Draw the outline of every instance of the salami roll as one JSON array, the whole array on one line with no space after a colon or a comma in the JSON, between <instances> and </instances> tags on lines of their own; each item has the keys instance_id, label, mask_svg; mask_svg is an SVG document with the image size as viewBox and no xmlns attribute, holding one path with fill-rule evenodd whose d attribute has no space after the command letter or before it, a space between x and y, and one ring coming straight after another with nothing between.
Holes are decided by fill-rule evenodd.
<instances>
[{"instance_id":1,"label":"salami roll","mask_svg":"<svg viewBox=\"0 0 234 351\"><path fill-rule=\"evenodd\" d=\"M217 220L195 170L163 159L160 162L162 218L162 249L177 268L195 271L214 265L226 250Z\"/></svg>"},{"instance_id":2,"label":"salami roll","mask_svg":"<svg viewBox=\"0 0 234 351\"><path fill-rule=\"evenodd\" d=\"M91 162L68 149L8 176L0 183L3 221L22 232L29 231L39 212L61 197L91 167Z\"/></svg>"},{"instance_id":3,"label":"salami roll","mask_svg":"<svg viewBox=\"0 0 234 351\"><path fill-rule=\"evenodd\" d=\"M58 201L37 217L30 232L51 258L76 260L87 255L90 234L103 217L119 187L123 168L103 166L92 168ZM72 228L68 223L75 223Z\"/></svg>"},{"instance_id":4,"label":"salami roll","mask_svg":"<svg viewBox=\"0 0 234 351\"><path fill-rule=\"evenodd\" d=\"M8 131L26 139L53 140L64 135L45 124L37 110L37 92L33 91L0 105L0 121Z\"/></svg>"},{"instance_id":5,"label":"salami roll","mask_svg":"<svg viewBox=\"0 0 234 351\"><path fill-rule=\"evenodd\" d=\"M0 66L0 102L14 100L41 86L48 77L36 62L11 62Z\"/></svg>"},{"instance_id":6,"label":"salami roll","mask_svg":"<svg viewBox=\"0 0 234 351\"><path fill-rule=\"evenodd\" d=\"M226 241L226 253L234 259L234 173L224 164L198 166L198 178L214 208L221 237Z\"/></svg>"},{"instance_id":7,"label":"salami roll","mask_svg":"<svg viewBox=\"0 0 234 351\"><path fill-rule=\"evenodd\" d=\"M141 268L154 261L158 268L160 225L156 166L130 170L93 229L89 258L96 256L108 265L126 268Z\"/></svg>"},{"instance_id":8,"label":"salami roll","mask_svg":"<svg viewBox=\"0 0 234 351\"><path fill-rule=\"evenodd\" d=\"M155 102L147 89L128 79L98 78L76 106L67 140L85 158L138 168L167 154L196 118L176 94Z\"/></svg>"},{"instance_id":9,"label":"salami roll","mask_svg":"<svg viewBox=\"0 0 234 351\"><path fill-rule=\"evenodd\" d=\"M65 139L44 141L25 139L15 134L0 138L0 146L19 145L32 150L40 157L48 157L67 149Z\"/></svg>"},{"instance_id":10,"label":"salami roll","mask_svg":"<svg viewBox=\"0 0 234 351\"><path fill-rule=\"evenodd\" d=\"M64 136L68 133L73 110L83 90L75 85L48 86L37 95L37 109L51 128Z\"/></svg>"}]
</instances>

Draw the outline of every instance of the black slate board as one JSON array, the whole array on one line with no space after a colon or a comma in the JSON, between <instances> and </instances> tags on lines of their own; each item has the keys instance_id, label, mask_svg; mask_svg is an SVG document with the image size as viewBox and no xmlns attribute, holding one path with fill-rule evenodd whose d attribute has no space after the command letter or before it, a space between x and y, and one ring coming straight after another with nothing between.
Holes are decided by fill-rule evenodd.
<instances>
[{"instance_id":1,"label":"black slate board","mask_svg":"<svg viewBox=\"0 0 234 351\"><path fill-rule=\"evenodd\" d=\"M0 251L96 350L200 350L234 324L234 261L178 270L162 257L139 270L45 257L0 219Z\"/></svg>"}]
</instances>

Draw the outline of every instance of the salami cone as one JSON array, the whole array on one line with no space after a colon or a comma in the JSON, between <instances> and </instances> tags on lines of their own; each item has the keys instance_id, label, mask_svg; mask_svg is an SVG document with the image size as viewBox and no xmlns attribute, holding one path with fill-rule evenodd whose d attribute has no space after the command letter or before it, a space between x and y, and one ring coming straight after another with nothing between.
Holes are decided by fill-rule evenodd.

★ ★ ★ ★

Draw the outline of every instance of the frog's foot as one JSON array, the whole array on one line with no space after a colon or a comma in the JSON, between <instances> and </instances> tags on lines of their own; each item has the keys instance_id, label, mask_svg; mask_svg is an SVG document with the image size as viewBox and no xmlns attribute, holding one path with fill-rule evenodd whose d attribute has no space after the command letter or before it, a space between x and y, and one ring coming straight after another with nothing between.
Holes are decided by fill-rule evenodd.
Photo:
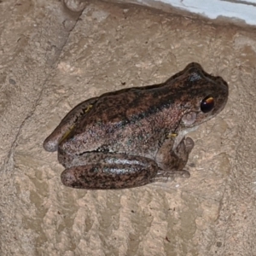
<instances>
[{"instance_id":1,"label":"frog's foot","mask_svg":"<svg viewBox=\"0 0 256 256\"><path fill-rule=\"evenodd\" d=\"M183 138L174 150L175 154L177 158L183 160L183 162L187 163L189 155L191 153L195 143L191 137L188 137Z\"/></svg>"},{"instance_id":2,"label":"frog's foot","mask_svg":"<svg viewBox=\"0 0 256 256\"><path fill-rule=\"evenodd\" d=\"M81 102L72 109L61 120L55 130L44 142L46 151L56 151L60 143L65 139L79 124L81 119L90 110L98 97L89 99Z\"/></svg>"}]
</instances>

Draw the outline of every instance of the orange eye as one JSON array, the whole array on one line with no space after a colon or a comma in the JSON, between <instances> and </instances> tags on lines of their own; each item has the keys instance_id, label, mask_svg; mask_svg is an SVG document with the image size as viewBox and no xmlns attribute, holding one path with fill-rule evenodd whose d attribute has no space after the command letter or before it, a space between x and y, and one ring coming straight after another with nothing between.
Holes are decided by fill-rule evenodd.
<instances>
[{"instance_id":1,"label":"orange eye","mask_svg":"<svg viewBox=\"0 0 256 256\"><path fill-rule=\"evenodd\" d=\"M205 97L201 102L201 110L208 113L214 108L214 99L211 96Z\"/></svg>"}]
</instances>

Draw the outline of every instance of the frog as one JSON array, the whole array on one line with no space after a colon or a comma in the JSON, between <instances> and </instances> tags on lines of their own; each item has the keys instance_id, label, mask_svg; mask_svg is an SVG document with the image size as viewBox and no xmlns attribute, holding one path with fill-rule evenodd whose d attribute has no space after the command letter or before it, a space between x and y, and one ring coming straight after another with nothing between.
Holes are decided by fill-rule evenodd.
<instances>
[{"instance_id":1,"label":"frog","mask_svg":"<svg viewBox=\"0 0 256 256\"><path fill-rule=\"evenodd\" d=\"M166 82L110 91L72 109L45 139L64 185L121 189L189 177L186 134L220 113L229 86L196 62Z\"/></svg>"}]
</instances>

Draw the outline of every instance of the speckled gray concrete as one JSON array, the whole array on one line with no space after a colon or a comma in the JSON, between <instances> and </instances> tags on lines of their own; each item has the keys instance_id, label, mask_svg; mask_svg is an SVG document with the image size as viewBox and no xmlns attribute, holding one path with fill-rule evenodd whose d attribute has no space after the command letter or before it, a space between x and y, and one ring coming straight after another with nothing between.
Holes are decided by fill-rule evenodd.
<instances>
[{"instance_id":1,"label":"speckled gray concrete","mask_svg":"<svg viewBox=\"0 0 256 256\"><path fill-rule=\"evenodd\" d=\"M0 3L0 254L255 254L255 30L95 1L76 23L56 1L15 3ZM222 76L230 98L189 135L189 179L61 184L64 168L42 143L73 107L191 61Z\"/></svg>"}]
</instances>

★ ★ ★ ★

▶ The request
Pick out each line of the listing above that contains the word "orange" and copy those lines.

▶ Solution for this exercise
Draw the outline of every instance of the orange eye as one JSON array, the whole array on one line with no space after a colon or a comma in the JSON, between <instances> and </instances> tags on lines of their own; each item has the keys instance_id, label, mask_svg; mask_svg is an SVG document with the image size as viewBox and no xmlns attribute, holding one path with fill-rule evenodd whose d attribute has no space after the command letter or before it, a space between x and y, and one ring coming straight after another with nothing between.
[{"instance_id":1,"label":"orange eye","mask_svg":"<svg viewBox=\"0 0 256 256\"><path fill-rule=\"evenodd\" d=\"M205 97L201 102L201 110L208 113L214 108L214 99L211 96Z\"/></svg>"}]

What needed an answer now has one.